■ TÂCHE DEMANDÉE 1 ■
Condensez en une liste le paragraphe de la note sur l'édition des Scythes qui commence par « L’édition de Paris ne pouvait être », sans perdre ses faits principaux.
■ TÂCHE DEMANDÉE 2 ■
Poursuivez la note sur l'édition des Scythes à partir de sa dernière phrase, dans le même ton.

■ EXTRAIT DE PAGE ■
------------------------------------
QUI NOUS ONT PRÉCÉDÉ IMMÉDIATEMENT.

 

 

(1)

 

 

 

 

          L’édition que nous donnons de la tragédie des Scythes est la plus ample et la plus correcte qu’on ait faite jusqu’à présent. Nous pouvons assurer qu’elle est entièrement conforme au manuscrit d’après lequel la pièce a été jouée sur le théâtre de Ferney, et sur celui de M. le marquis de Langallerie ; car nous savons qu’elle n’avait été composée que comme un amusement de société, pour exercer les talents de quelques personnes de mérite qui ont du goût pour le théâtre.

 

          L’édition de Paris ne pouvait être aussi fidèle que la nôtre, puisqu’elle ne fut entreprise que sur la première édition de Genève, à laquelle l’auteur changea plus de cent vers que le théâtre de Paris ni celui de Lyon n’eurent pas le temps de se procurer. Pierre Pellet imprima depuis la pièce à Genève ; mais il y manque quelques morceaux qui jusqu’à présent n’ont été qu’entre nos mains. D’ailleurs, il a omis l’Epître dédicatoire, qui est dans un goût aussi nouveau que la pièce, et la Préface, que les amateurs ne veulent pas perdre.
------------------------------------
■ MATÉRIEL EXTRAIT ■

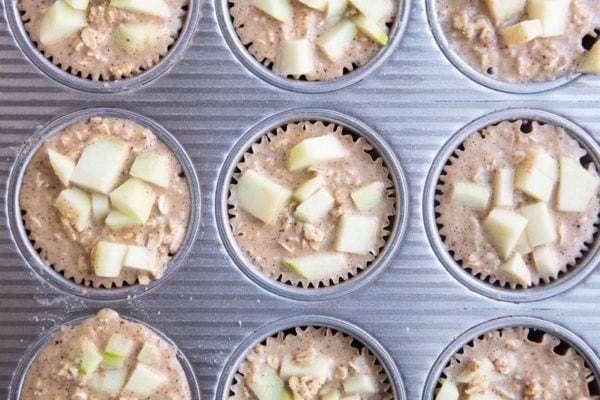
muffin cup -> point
(397, 228)
(18, 379)
(271, 330)
(18, 230)
(56, 73)
(268, 75)
(479, 77)
(566, 337)
(566, 280)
------------------------------------
■ RÉPONSE 1 ■
- L'édition de Paris n'a été faite que d'après la première édition de Genève.
- L'auteur a ensuite modifié plus de cent vers, que les théâtres de Paris et de Lyon n'ont pas eu le temps de se procurer.
- Pierre Pellet a imprimé plus tard la pièce à Genève, mais il y manque quelques morceaux que seuls les éditeurs possédaient jusqu'alors.
- Pellet a aussi omis l'Épître dédicatoire, d'un goût aussi nouveau que la pièce, ainsi que la Préface, à laquelle les amateurs tiennent.

■ RÉPONSE 2 ■
 

          Pour l’édition de Hollande, on croira sans peine qu’elle n’approche pas de la nôtre, les éditeurs hollandais n’étant pas à portée de consulter l’auteur.

 

          Ceux qui ont fait l’édition de Bordeaux sont dans le même cas : enfin, de huit éditions qui ont paru, la nôtre est la plus complète.

 

          Il faut de plus considérer que, dans presque toutes les pièces nouvelles, il y a des vers qu’on ne récite point d’abord sur la scène, soit par des convenances qui n’ont qu’un temps, soit par crainte de fournir un prétexte à des allusions malignes. Nous trouvons, par exemple, dans notre exemplaire, ces vers de Sozame, à la troisième scène du premier acte :

 

 

.  .  .  .  Ah ! crois-moi ; tous ces exploits affreux,

Ce grand art d’opprimer, trop indigne du brave,

D’être esclave d’un roi pour faire un peuple esclave,

De ramper par fierté pour se faire obéir,

M’ont égaré longtemps et font mon repentir.

 

 

Il y a dans l’édition de Paris :

 

 

.  ..  .  .  Ah ! crois-moi ; tous ces lauriers affreux,

Les exploits des tyrans, des peuples les misères,

Des Etats dévastés par des mains mercenaires,

Ces honneurs, cet éclat, par le meurtre achetés,

Dans le fond de mon cœur je les ai détestés.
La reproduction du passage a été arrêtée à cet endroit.